WORK ITEM: Find the line that contains "Could you please indicate the car side". Output it and every line after it to the end of the records, exactly as they appear.

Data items
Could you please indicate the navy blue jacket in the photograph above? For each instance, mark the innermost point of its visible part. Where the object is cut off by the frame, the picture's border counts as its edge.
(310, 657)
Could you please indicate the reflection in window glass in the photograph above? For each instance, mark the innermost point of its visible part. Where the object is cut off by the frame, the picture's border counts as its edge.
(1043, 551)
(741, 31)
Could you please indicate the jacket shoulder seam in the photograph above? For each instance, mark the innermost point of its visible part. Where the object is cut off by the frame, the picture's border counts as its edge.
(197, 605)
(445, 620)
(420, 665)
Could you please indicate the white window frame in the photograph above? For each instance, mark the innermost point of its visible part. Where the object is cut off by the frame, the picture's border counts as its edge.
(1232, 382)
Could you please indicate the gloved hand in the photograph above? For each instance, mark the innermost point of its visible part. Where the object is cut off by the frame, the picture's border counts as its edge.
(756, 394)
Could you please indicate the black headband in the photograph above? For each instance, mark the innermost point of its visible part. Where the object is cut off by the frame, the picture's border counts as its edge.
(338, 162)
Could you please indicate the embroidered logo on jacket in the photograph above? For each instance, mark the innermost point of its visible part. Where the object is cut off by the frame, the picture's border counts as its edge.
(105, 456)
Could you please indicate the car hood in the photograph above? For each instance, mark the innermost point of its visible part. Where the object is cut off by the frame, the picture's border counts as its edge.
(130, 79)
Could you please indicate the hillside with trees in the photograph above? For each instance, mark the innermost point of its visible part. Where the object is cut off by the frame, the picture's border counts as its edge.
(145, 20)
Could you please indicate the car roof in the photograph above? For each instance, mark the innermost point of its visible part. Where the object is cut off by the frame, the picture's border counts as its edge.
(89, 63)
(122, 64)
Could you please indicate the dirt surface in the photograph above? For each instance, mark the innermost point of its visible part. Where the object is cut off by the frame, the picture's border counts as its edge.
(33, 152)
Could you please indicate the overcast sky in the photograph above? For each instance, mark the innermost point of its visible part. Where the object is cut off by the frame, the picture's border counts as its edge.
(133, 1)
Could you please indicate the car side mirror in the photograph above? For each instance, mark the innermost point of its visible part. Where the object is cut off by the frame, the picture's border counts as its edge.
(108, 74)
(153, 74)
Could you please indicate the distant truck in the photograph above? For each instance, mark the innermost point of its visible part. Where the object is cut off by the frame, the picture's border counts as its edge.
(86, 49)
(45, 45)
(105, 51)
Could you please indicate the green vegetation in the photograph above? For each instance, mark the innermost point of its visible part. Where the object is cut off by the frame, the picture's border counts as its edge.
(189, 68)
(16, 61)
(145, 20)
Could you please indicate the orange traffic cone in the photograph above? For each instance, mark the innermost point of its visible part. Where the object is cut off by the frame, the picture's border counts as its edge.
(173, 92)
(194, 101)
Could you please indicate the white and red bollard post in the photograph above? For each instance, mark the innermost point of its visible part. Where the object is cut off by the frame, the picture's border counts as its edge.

OUTPUT FOR THIS TASK:
Could you please indicate the car side mirror in the photograph above? For each instance, mark the innermost point of its visible part. Where the object is cut off by the frame, the picture's border counts as its edge.
(108, 74)
(153, 74)
Could you please indicate the distant truck in the photograph above? For each instance, mark the innermost point of its visible part. Where the object is cut off by the frame, the picture's border counts as its edge.
(86, 49)
(45, 45)
(105, 51)
Could you please indicate the green vegetation in the photograph above? For each instance, mark the innermost point of its visible part. Where the object is cut off by the frame, the picture's border counts as its edge.
(189, 68)
(16, 61)
(145, 20)
Could you please indicate the orange traffic cone in the photograph above? For each instance, mark the innermost point of its visible part. Where the object is cut off by the frame, the picture's border counts as its edge.
(173, 92)
(194, 101)
Could you please indicate the white and red bollard post in the photograph above? For each instance, mark the innermost point of its visible part. Where the object is cut off by the frame, the picture's border counts as its edge.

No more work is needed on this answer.